--- Stored data Enclosed Below ---
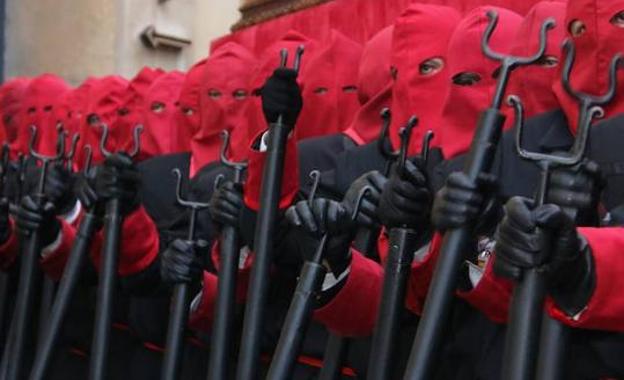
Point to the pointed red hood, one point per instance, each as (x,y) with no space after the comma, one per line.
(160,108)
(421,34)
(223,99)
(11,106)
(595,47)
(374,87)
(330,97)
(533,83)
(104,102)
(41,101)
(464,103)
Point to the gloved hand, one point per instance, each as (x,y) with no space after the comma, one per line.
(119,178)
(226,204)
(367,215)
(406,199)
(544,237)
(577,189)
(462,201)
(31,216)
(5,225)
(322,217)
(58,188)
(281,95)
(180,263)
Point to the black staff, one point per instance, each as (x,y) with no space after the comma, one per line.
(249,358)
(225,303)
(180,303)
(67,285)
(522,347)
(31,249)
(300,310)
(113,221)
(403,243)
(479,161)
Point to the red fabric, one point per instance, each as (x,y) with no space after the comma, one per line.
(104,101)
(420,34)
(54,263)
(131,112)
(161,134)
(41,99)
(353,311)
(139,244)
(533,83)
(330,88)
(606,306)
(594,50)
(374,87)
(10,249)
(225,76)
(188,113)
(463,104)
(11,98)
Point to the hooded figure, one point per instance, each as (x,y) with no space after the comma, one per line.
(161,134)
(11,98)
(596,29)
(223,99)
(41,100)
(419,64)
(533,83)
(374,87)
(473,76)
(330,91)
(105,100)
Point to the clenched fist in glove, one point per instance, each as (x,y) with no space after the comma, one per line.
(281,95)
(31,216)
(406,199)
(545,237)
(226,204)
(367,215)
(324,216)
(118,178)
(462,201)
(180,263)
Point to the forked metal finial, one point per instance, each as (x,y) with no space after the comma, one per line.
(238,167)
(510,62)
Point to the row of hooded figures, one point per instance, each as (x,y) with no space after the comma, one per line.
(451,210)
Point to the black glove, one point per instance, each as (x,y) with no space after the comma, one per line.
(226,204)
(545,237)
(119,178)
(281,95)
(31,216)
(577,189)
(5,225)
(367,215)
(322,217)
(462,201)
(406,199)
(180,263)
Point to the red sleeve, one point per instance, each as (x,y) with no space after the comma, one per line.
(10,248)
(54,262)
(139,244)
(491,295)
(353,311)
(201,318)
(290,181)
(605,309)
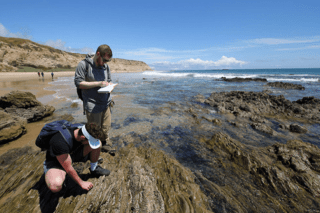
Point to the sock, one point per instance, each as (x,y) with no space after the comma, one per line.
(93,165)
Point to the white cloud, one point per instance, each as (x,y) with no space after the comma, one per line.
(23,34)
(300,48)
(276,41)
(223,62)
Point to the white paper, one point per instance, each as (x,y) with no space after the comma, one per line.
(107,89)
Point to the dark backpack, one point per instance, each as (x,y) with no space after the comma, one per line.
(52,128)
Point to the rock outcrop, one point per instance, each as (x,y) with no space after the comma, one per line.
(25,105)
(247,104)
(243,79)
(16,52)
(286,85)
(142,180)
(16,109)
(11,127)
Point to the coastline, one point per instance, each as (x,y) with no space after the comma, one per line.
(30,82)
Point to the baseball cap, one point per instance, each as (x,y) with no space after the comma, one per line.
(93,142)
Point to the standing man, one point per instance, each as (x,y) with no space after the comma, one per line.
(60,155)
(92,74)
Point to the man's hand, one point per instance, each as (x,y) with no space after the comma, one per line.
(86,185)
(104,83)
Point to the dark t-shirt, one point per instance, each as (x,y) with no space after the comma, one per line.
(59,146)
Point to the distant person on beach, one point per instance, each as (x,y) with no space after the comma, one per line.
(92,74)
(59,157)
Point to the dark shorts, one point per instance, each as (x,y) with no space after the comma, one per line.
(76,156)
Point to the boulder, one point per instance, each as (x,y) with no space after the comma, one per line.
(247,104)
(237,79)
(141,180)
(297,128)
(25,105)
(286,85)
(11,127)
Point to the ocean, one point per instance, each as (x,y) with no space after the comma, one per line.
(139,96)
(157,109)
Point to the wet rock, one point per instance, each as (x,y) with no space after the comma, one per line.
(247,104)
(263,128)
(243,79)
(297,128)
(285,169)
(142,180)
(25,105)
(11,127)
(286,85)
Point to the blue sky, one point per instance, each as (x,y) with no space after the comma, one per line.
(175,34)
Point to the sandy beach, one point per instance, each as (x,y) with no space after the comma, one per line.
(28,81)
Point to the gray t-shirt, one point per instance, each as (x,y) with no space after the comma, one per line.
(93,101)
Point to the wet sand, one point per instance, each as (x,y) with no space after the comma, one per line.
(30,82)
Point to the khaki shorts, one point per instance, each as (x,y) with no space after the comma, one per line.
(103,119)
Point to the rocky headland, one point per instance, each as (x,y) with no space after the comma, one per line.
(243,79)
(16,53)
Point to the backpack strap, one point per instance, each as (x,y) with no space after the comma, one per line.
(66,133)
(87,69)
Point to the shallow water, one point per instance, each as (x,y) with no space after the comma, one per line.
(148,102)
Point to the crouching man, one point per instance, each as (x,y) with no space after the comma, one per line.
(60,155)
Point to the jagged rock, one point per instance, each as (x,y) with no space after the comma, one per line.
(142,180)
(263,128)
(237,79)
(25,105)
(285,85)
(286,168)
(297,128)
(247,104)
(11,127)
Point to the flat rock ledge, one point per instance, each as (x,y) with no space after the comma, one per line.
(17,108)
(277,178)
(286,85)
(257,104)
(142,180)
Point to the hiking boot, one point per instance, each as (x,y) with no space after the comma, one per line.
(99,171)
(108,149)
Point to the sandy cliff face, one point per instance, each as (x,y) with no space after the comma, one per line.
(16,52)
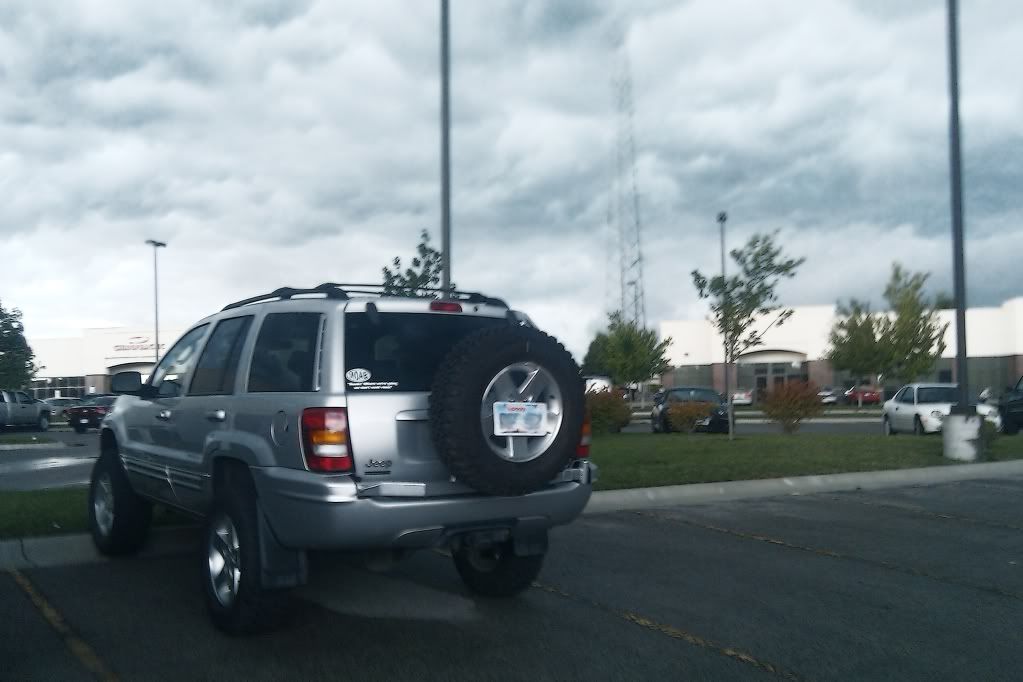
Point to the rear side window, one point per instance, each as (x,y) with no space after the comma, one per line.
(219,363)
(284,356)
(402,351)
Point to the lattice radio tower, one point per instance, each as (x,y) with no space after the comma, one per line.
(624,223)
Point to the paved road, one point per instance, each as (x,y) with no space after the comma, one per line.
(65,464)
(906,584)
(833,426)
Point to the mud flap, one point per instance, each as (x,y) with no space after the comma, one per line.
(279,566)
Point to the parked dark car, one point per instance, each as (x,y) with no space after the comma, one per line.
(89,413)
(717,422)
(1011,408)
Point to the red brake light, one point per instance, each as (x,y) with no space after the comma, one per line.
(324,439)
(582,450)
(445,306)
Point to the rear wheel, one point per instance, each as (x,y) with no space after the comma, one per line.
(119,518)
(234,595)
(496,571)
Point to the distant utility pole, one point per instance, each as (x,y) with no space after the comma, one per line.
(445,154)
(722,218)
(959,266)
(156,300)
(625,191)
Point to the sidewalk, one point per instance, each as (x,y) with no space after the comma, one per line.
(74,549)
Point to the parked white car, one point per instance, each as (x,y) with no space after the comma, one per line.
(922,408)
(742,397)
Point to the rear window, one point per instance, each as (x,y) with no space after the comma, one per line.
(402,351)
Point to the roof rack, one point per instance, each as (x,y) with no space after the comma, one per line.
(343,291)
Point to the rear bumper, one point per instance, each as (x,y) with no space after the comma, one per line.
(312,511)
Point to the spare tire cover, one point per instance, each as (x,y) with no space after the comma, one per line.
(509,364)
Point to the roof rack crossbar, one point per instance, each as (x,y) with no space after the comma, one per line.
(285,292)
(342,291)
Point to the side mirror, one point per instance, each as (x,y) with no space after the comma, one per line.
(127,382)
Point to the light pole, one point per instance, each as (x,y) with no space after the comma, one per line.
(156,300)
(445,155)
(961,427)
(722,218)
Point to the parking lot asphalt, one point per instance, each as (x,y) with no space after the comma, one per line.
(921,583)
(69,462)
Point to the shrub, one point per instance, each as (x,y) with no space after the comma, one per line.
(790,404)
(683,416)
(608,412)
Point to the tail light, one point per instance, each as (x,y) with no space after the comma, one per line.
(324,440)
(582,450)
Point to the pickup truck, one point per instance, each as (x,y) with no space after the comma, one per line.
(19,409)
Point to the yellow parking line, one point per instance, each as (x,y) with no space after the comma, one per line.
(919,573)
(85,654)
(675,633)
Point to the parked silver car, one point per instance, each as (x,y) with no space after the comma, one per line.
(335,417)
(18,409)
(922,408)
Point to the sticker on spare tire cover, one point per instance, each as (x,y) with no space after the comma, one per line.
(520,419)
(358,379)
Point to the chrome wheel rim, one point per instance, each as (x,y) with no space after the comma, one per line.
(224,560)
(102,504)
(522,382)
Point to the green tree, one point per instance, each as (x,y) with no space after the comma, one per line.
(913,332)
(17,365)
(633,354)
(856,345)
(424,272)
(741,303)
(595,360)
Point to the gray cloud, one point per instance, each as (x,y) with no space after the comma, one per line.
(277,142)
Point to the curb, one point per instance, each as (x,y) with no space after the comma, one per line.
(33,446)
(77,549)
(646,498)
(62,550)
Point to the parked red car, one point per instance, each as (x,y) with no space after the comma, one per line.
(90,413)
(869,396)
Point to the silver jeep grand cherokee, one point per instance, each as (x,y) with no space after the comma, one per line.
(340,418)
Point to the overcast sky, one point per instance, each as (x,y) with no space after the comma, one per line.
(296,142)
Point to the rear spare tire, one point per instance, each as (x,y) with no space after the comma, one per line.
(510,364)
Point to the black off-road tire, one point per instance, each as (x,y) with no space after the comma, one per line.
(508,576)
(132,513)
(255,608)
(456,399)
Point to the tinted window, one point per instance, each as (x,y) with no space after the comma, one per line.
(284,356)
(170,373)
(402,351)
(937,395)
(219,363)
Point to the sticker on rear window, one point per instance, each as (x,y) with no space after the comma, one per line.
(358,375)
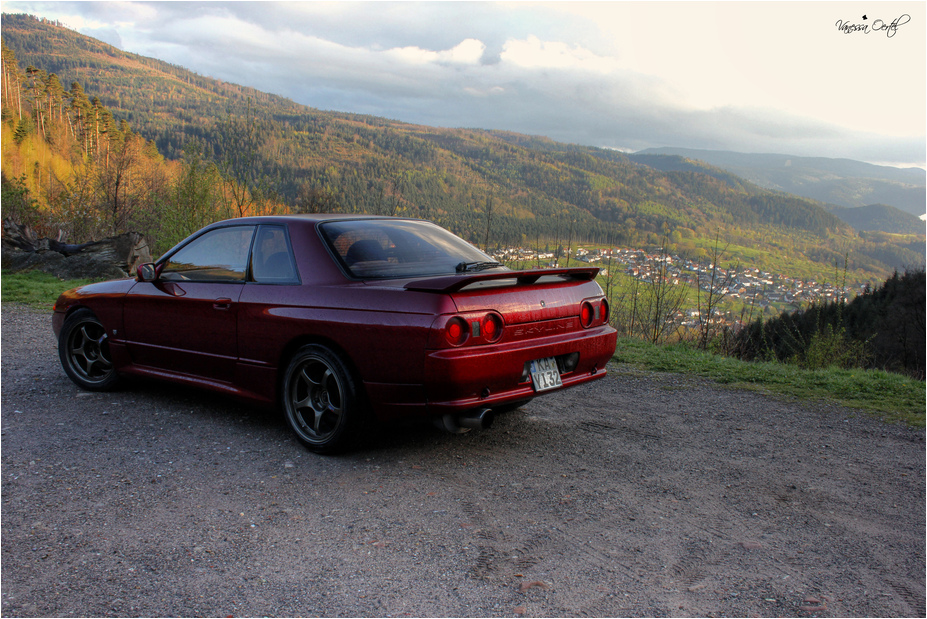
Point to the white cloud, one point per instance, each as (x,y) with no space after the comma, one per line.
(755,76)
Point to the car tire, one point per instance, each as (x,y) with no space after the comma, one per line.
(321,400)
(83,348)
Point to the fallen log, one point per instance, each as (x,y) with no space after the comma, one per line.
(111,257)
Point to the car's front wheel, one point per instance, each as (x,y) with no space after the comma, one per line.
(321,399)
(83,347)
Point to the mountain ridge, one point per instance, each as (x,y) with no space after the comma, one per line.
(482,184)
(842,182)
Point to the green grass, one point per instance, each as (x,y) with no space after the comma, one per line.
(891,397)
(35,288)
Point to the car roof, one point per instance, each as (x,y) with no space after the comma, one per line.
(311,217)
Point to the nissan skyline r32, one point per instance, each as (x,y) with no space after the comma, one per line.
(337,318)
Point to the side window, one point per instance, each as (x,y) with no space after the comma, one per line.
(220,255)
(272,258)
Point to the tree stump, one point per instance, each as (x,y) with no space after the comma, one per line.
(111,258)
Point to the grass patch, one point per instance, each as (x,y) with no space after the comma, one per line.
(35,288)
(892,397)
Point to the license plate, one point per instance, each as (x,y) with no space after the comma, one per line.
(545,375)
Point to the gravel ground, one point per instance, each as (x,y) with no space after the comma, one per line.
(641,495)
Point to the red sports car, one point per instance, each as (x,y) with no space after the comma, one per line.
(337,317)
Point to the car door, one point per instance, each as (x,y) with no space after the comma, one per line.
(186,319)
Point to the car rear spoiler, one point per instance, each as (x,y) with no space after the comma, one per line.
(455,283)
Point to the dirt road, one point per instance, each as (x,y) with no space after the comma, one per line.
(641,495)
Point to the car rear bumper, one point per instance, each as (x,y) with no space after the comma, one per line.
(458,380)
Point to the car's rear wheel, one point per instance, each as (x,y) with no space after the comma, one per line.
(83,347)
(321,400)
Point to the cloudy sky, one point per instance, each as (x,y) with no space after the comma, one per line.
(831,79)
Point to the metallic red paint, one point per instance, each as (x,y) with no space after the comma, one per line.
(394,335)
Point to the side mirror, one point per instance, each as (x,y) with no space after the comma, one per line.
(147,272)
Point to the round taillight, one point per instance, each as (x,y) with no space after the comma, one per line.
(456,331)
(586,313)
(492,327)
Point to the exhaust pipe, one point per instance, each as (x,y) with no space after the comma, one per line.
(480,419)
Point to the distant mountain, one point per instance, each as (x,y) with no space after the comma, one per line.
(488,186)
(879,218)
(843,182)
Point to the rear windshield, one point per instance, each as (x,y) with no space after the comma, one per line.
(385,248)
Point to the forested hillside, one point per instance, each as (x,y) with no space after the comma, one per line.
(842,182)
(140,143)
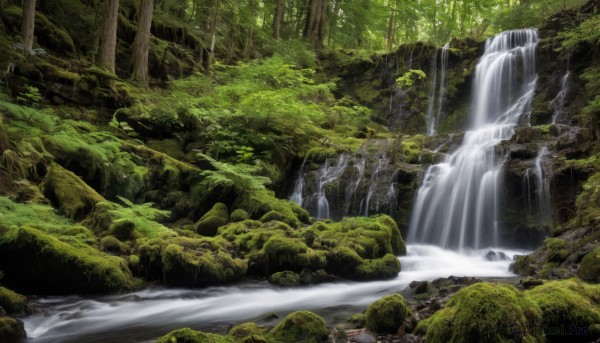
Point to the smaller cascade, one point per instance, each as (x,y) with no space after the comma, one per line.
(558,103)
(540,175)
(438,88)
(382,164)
--- End of Enclosed Stored data ---
__What you should do__. Only the lines from the one containing "Point to the exhaust" through the last line of the entries above belong in the copy; reproduce them exactly and drop every picture.

__Expected answer__.
Point to the exhaust pipe, one point per instance, each as (x,y) with no space after the comma, one per line.
(480,419)
Point to the distant mountain, one point per instance, each as (x,y) with no space after the comma, one per line.
(488,186)
(879,218)
(843,182)
Point to the rear windshield, one point per instance, each as (x,y) with no space after the comma, one per line.
(385,248)
Point to the forested hillside, one point per instance, each as (x,y) with no space after the comma, one per line.
(842,182)
(140,143)
Point to the smaller cascade, one point per instance, each as (x,y) with no space after the comma, one per line.
(558,103)
(540,175)
(438,88)
(382,164)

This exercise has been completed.